**Listed records**:
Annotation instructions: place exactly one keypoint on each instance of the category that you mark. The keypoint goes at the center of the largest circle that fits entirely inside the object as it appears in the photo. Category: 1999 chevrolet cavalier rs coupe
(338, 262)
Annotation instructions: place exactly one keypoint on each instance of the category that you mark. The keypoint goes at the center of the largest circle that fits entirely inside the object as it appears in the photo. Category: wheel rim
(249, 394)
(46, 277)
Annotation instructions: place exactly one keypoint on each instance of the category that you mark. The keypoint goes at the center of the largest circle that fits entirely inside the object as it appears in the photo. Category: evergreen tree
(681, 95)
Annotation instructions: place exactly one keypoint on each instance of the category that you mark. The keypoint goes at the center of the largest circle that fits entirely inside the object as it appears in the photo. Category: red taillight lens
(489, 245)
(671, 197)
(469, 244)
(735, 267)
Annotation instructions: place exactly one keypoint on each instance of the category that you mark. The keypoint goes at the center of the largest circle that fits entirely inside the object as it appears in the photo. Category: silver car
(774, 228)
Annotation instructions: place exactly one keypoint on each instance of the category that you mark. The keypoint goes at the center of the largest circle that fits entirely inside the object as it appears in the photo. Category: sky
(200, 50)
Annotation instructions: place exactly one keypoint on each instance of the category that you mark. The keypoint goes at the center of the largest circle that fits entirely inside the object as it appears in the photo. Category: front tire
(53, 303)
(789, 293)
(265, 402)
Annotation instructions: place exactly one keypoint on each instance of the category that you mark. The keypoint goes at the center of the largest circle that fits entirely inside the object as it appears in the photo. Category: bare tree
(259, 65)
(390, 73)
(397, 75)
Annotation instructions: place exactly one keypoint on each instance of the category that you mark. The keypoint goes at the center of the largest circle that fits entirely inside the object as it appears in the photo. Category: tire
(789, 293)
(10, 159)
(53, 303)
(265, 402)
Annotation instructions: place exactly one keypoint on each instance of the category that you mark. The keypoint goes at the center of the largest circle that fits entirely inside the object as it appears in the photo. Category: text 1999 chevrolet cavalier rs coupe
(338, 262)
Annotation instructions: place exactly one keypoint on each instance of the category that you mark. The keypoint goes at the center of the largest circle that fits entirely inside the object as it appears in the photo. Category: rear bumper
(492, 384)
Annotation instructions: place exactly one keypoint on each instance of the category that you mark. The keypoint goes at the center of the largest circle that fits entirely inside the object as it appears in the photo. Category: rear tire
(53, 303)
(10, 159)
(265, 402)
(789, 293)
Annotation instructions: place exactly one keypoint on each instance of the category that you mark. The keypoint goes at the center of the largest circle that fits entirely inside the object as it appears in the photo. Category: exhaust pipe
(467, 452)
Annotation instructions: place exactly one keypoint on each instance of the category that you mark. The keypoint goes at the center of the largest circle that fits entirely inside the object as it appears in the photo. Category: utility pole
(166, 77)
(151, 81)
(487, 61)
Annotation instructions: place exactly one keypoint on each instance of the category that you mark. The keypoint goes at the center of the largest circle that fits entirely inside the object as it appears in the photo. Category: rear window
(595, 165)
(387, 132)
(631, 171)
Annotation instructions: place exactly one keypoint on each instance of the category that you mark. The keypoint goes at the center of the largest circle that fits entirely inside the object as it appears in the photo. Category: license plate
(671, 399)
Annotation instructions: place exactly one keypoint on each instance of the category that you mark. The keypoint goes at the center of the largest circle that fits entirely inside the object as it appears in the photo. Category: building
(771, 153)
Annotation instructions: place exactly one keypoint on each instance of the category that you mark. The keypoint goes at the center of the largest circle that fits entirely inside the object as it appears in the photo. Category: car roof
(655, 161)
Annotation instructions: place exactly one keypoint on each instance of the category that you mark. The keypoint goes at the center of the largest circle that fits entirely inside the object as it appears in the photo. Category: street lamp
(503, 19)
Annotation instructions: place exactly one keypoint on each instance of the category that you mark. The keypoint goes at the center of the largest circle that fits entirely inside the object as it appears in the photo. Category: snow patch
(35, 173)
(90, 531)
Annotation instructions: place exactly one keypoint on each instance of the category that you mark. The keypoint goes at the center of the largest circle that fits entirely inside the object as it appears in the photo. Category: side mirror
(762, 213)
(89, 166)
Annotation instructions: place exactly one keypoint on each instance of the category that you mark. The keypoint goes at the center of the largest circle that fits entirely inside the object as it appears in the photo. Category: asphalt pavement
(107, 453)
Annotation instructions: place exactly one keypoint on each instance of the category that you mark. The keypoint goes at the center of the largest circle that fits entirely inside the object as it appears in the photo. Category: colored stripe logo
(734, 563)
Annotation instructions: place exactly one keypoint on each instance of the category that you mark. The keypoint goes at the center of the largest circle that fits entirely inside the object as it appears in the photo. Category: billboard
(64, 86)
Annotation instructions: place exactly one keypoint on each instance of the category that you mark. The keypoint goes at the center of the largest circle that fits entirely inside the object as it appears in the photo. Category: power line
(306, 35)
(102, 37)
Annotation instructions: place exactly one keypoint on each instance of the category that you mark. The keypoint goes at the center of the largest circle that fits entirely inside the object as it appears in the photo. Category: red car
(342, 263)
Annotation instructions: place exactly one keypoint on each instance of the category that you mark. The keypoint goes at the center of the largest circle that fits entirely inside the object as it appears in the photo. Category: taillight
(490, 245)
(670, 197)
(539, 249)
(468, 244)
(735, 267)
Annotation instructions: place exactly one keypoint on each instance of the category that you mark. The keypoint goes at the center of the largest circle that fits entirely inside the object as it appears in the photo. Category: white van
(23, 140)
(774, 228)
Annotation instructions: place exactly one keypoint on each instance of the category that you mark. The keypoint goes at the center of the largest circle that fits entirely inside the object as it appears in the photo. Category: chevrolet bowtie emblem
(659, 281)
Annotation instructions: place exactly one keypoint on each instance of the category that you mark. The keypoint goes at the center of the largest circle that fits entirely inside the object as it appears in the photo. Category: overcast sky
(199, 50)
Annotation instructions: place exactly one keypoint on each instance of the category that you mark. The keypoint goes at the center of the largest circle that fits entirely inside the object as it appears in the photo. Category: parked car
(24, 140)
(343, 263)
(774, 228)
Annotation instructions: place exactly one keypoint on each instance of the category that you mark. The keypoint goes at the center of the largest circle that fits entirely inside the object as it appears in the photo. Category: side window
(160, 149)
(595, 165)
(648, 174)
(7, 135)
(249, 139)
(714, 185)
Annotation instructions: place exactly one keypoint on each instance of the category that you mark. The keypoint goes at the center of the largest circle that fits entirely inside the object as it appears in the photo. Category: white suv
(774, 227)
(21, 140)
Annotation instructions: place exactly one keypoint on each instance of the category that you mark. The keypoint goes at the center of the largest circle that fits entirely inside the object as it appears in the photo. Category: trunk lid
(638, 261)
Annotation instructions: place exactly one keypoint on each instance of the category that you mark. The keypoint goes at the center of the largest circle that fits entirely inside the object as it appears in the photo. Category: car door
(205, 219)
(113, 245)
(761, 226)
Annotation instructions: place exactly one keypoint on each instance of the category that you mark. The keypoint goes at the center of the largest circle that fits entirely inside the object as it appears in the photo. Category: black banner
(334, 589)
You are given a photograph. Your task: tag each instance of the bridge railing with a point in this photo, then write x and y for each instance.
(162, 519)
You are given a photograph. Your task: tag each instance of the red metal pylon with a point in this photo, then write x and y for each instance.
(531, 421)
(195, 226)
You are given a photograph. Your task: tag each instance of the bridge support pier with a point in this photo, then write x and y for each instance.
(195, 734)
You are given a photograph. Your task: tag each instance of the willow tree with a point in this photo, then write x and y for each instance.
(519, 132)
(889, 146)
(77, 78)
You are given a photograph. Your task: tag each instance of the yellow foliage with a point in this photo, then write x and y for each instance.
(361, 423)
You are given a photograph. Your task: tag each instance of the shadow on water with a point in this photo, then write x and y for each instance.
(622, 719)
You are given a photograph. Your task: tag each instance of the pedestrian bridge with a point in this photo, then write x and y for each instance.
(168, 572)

**Task objective**: Repeat the entire listing above without changing a word.

**Reply**:
Annotation instructions: place exactly one keypoint on each instance of the category that you mark. The keypoint goes at the center of the largest circle that fits entirely inside the object as it appears in the photo. Category: 1999 chevrolet cavalier rs coupe
(338, 262)
Annotation instructions: place exactly one keypoint on each instance of the category that you mark. The keypoint goes at the center of the largest circle that fits entirely inside the object as it appears in the photo. Category: wheel rim
(249, 394)
(46, 277)
Annotation instructions: place exactly one keypoint on each instance of the category that you mark. The keypoint goes at the center of the largest circle that fits entirely inside the object as it appears in the photo. Category: evergreen tree
(681, 95)
Annotation instructions: place exactly one keypoint on each instance of the category that you mark. The keypoint goes at the center of the largest circle that fits entirely inside the object as it appears in the photo. Category: red taillight lens
(489, 245)
(671, 197)
(469, 244)
(735, 267)
Annotation instructions: place exactly one keypoint on each instance of the category that you mark. The keypoint goes at the center of the largest circle that fits entirely inside the object as it appears in the photo. Category: silver car
(774, 228)
Annotation instructions: place exactly one keypoint on each instance of the category that you mark. The keypoint goes at the center of the largest circle that fits entirely inside the object as it appears in the photo. Category: sky
(200, 50)
Annotation instructions: place exactly one keypoint on each instance of the category that you mark. The keypoint goes at the center of the largest circle that fits entirely inside the object as it appears in the photo. Category: front tire
(53, 303)
(789, 293)
(265, 402)
Annotation instructions: place exactly one keypoint on each instance of the category that you mark. The keypoint goes at the center of the largest circle that fits entirely inside the object as it appears in the photo. Category: bare tree
(259, 65)
(390, 73)
(397, 75)
Annotation instructions: place exactly one keypoint on each instance of the category that you mark. The keypoint goes at the center of the largest circle that fits entirely inside the object as it appears in the photo. Category: tire
(789, 293)
(10, 159)
(53, 303)
(265, 402)
Annotation instructions: place exactly one keypoint on each instance of the category that you mark. The keypoint goes at the center of the largest circle that fits entirely inside the object as it appears in the photo. Category: text 1999 chevrolet cavalier rs coupe
(338, 262)
Annotation instructions: place exactly one keypoint on each instance of the category that you mark. The keypoint goes at the center of the largest circle that fits entirely inside the object as it appears in the photo. Category: rear bumper
(492, 384)
Annotation instructions: place exactly one keypoint on each instance of the category that you mark. The keypoint goes at the center of the largest circle that fits entirely inside the object as it appears in the photo. Category: rear tire
(53, 303)
(10, 159)
(265, 402)
(789, 293)
Annotation instructions: place exactly one keypoint on each instance of the category that you mark. The keypoint goes at the center of the largest circle that fits entirely inside the object as it appears in the photo. Category: exhaust pipe
(467, 452)
Annotation instructions: place exactly one keypoint on each instance of the category that you mark. The keypoint goes at the center of the largest circle that fits entirely inside the object as it appears in the photo. Category: utility pole
(166, 77)
(151, 81)
(487, 61)
Annotation instructions: place exactly one keypoint on each instance of the category that you mark. The keypoint goes at the center of the largest circle that fits entirely inside the object as it appears in the photo. Category: rear window
(595, 165)
(387, 132)
(631, 171)
Annotation instructions: place exactly one keypoint on each instance of the category that you mark. The keypoint goes at the center of the largest circle that fits entirely inside the object as it appears in the photo. Category: license plate
(671, 399)
Annotation instructions: place exactly one keypoint on each instance of the category that you mark. The keypoint goes at the center of the largest circle that fits entirely inside the object as it appears in the photo. Category: building
(771, 153)
Annotation instructions: place exactly one keypoint on each instance of the category that you mark. The keypoint goes at the center of the largest circle that fits entirely inside the object as it appears in the photo. Category: car roof
(655, 161)
Annotation instructions: place exactly one keypoint on each instance of the category that you mark. The keypoint goes at the center of the largest circle that fits entirely inside the object as it appears in the photo. Category: street lamp
(503, 19)
Annotation instructions: place exactly one keypoint on each instance of the category that you mark. The keypoint goes at the center of the largest circle that fits entirely inside the object as it appears in the photo. Category: snow patch
(35, 173)
(90, 531)
Annotation instructions: place exactly one keypoint on each instance of the category that you mark. The keypoint goes at the center of the largest circle that fits entirely inside the object as it appears in the photo. Category: side mirror
(762, 213)
(89, 166)
Annotation instructions: place exactly one keypoint on each instance of the category that you mark. The keypoint goes at the center of the largest circle that fits entirely inside the object as it appears in the photo. Category: asphalt pavement
(107, 453)
Annotation instructions: place exactly one keypoint on each instance of the category that you mark. The keypoint goes at the center of the largest circle that fits entirely inside the object as it appears in the photo. Category: colored stripe logo
(734, 563)
Annotation instructions: place exactly one keypoint on each instance of the category that you mark. The keypoint goes at the center of the largest circle that fits entirely inside the object as it appears in the photo. Category: billboard
(64, 86)
Annotation instructions: place exactly one keypoint on each instance of the category that you mark. The keypoint goes at the center of the largest circle that fits entirely inside the object as it appears in the photo. Category: power line
(306, 35)
(102, 37)
Annotation instructions: place exactly one keypoint on each instance of the category that you mark. The keypoint goes at the center of the largest circle that fits entirely inside the object as it appears in the photo. Category: red car
(342, 263)
Annotation instructions: place exactly one keypoint on each instance of the category that you mark. The keypoint goes at the center of the largest circle that fits entirely inside the object as it appears in the photo. Category: taillight
(490, 245)
(670, 197)
(539, 249)
(468, 244)
(735, 267)
Annotation instructions: place exactly one keypoint on each instance of the category that you mark. The keypoint goes at the center of the largest circle that fits entirely inside the object as it appears in the photo. Category: white van
(23, 140)
(774, 228)
Annotation instructions: place exactly one keypoint on each instance of the category that you mark. The keypoint goes at the center of the largest circle that fits entirely inside the object as it appears in the photo. Category: chevrolet bowtie emblem
(659, 281)
Annotation instructions: place exactly one keypoint on each instance of the category that you mark. The keypoint goes at the center of the largest circle that fits entirely inside the object as it appears in the photo. Category: overcast sky
(199, 50)
Annotation instructions: place exactly one keypoint on each instance of the category that you mark. The keypoint goes at the center of the largest circle that fits entirely inside the object as it appears in the photo. Category: parked car
(24, 140)
(343, 263)
(774, 228)
Annotation instructions: place exactly one keypoint on each instance of the category that you mark. The keypoint goes at the center of the largest circle that fits entirely inside the object as it appears in the photo. Category: side window
(160, 149)
(595, 165)
(648, 174)
(7, 135)
(249, 139)
(714, 185)
Annotation instructions: place exactly one keypoint on each instance of the category that you mark. The keypoint goes at the center of the largest circle that fits entirely inside the object as it appears in the photo. Category: white suv
(774, 227)
(21, 140)
Annotation instructions: place exactly one keypoint on each instance of the category that you mark. The keypoint goes at the center of the largest circle that fits entirely inside the object as it appears in the photo. Category: trunk lid
(638, 261)
Annotation instructions: place exactly one keypoint on each instance of the category that you mark. The keypoint goes at the center of the largest circle that fits entirely inside the object as it appears in the photo. Category: car door
(205, 219)
(113, 245)
(761, 226)
Annotation instructions: place exactly one keypoint on each instance of the category that you mark. The keypoint goes at the center of the largest circle that fits entirely inside the object as it appears in the photo. Category: black banner
(334, 589)
You are given a photograph. Your task: tag each instance of the bridge railing with a point in this photo, then write x and y for each instance.
(162, 519)
You are given a photograph. Your task: tag each instance of the red metal pylon with a point in this photo, then write x and y for each instance.
(531, 421)
(195, 226)
You are given a photograph. Your task: tag each instance of the bridge support pier with a point in this photo, then write x and y for each instance.
(195, 734)
You are given a photograph. Your task: tag each instance of the willow tree with a point in this photo, then write x and y for each instance.
(519, 132)
(889, 146)
(77, 78)
You are given a photograph. Your task: tag each instance of the yellow foliage with a point in this photo, then write x and y for each instance.
(361, 423)
You are given a photograph. Your task: tag each instance of the shadow on water with a point in this photo, then write x and y for each instance.
(622, 719)
You are given a photograph. Your task: tag each instance of the pedestrian bridge with a point in this photo, then write x and y for each instance.
(168, 572)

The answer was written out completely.